*** Dataset records Section Begins ***
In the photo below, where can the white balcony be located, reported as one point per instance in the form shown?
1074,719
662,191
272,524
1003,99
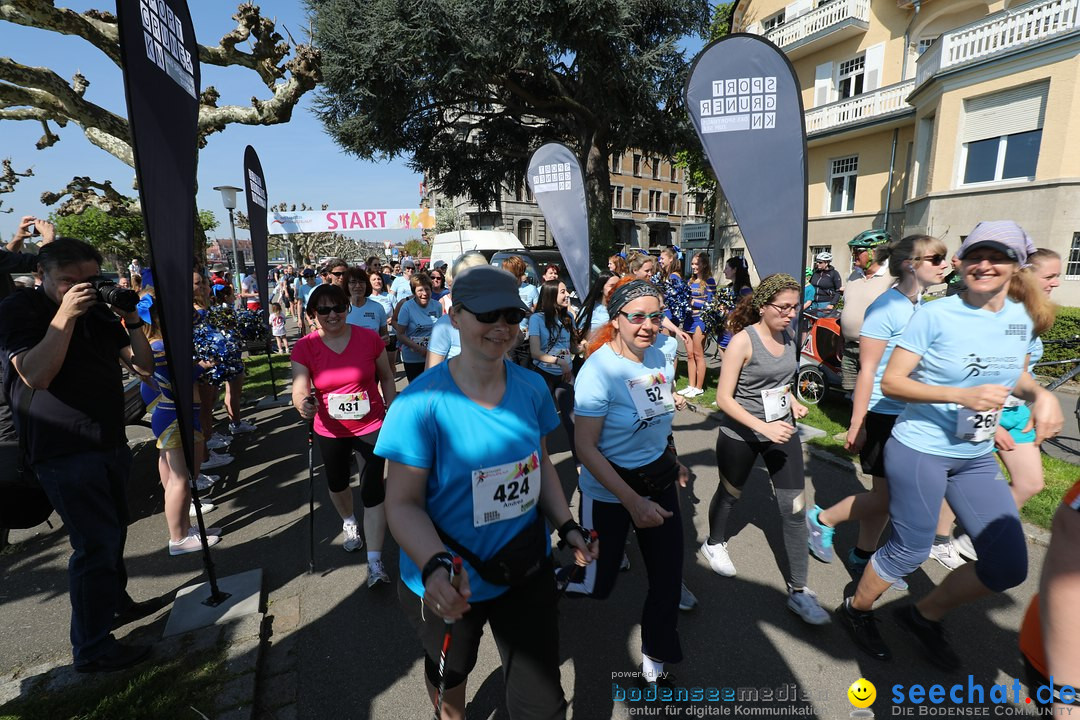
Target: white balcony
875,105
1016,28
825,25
*** Dataset records Section Ends ***
▶ Task item:
What you return must match each record exactly and contain no images.

▶ Response area:
In the photo below, where can the white balcony be located, reported as one point per instance in the form shown?
1074,719
662,191
272,524
1003,99
Target: white balcony
875,105
1016,28
825,25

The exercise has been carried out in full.